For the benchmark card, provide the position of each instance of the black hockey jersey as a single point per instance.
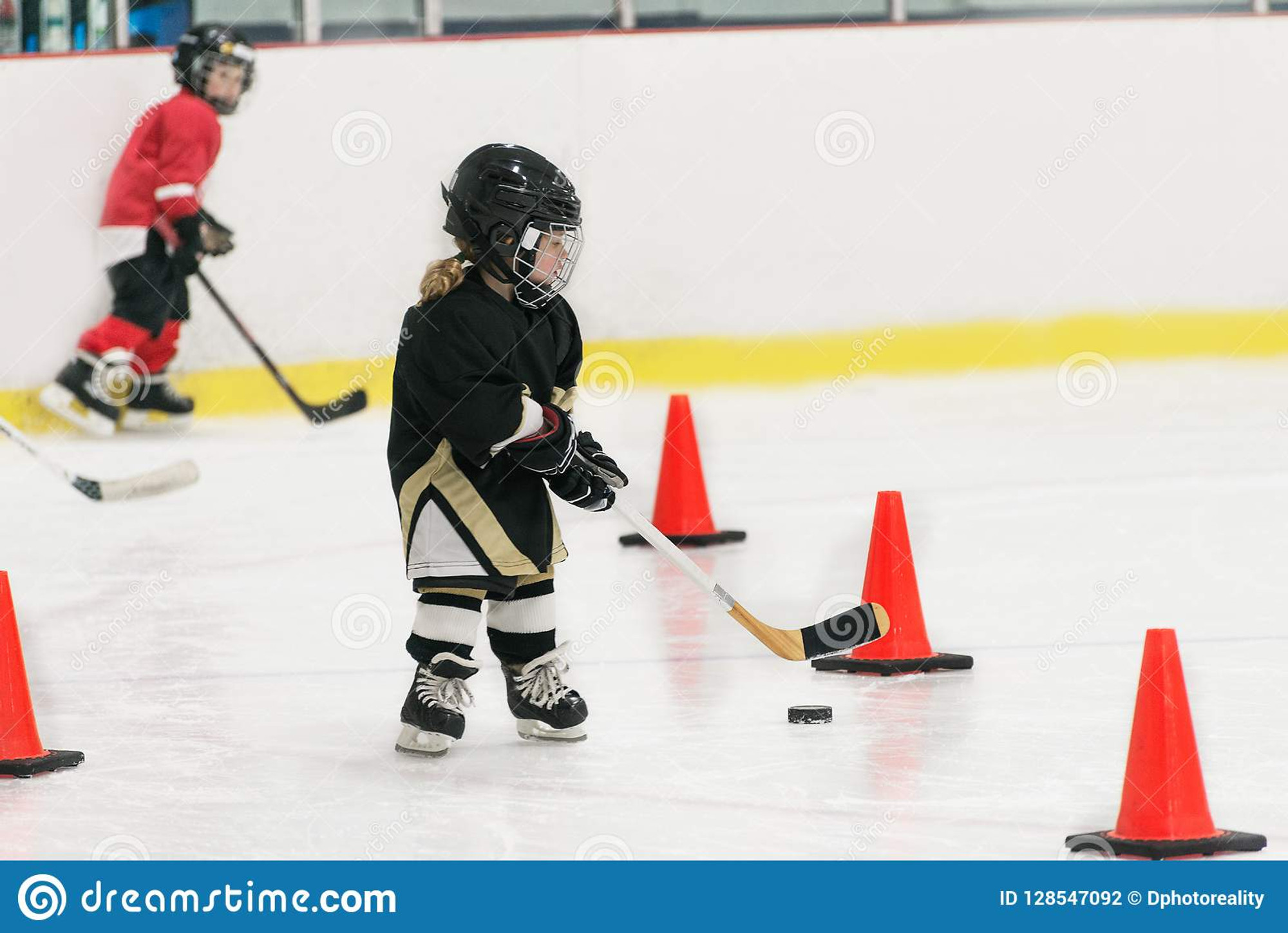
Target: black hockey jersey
(464, 364)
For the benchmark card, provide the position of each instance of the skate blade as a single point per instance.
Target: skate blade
(413, 742)
(538, 731)
(61, 401)
(135, 419)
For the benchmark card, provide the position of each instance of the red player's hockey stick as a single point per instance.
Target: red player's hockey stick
(151, 484)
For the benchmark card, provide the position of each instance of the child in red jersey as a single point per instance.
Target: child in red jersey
(118, 374)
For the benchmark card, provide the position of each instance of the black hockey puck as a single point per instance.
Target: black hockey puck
(810, 715)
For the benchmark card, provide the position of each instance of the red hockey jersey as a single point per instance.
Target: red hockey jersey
(167, 159)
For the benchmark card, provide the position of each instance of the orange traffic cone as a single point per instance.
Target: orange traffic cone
(21, 752)
(1165, 810)
(681, 510)
(892, 582)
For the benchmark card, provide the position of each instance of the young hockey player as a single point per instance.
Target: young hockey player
(484, 387)
(118, 377)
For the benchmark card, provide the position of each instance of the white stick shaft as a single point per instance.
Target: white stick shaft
(21, 440)
(677, 557)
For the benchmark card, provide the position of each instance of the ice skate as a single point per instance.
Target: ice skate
(73, 398)
(544, 707)
(432, 713)
(158, 407)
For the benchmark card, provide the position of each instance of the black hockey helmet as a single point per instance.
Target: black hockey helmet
(205, 46)
(508, 202)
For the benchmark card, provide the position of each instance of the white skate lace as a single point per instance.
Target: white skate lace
(542, 680)
(449, 693)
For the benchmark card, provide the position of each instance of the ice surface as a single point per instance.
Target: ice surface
(222, 716)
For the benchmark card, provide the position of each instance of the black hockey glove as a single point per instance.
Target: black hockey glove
(583, 488)
(551, 450)
(216, 239)
(605, 466)
(187, 256)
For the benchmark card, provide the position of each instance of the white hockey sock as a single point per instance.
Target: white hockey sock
(446, 624)
(535, 614)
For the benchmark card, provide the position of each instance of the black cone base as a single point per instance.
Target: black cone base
(1226, 841)
(904, 666)
(51, 761)
(692, 541)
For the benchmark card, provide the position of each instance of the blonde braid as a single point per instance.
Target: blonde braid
(444, 275)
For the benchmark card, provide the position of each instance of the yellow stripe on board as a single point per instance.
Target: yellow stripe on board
(694, 361)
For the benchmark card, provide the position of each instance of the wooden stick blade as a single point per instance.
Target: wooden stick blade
(862, 624)
(155, 484)
(846, 631)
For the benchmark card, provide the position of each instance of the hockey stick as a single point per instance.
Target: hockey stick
(153, 484)
(862, 624)
(319, 414)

___

## Written task
Transcribe all entries above exactly. Drop the pictures.

## Result of the exercise
For the benchmark card, provide the position of each instance of the black hockey jersey as a single point per instance.
Target: black hockey jersey
(464, 364)
For the benchmark card, provide the position of each instance of the skate blade as a single point per instance.
Target: skate blade
(413, 742)
(538, 731)
(61, 401)
(135, 419)
For the benchmark card, provide the position of each instance of the red player's hockey stick as a single point per instance.
Target: red player's hockey stick
(151, 484)
For the benchmark card, provide the position of each instance of the child in red jersey as a single point per instance.
Target: child in red jersey
(118, 374)
For the benchmark card, provide the position of each instance of the black hockey puck as a single point per instance.
Target: black hockey puck
(810, 715)
For the benchmark card, provide the position of each instance of the red hockey jersey as a single point per instance.
Target: red hockey jersey
(167, 159)
For the benchmark card, provide the position of each instance of the orange traffic cone as a single point per instance.
Target: orange traffic cone
(21, 752)
(1165, 810)
(681, 510)
(892, 582)
For the benchmark card, provide the position of each instance of the young hockey player as a single point per instance.
Target: young hockey player
(484, 387)
(118, 377)
For the benchmark card, provide the position of each instance of the white stick shaft as a single point per instance.
Target: white stick shaft
(21, 440)
(677, 557)
For the benchmark card, provide the position of each instance of the ice skate as a single point per instance.
Target: ice skate
(73, 398)
(544, 707)
(432, 713)
(158, 407)
For the benchmark card, provide the position of each instance of the black hockey helmet as a single point per instance.
Target: black hockey helmet
(205, 46)
(508, 202)
For the benchmark card, provide the position of each instance of the white skate lace as a single point per instance.
Target: white skate lace
(542, 680)
(449, 693)
For the benchmark card, provide the position of each instance of the ice surface as a single point per instance.
Target: ice surface
(222, 716)
For the benchmark card, provide the position of each instance of the black hockey glove as a single point per instance.
Target: black hockey glove
(583, 488)
(551, 450)
(216, 239)
(605, 466)
(187, 256)
For the benchmark card, provide the position of each instance of the white hockey sock as a single point per instance.
Target: white hockey sock
(446, 624)
(535, 614)
For the benchmark card, provide the position of each instance of the black cone base as a single point per instance.
Target: black cone base
(1226, 841)
(904, 666)
(51, 761)
(692, 541)
For the benchmark card, provide the position of each instance of the blonde braid as a single point per instance.
Target: blonde braid
(444, 275)
For the benchmark card, provide the position of each instance of the yellow stripe on board as a single point per instance.
Target: yellow stripe on board
(694, 361)
For the benchmark card, provide the position of each instance of the wooden stick blade as a single point per instance.
Target: wooden stick blade
(862, 624)
(155, 484)
(846, 631)
For the benchmark card, provide the position of each instance of the hockey stick as a single point per instance.
Target: hockey stick
(153, 484)
(862, 624)
(319, 414)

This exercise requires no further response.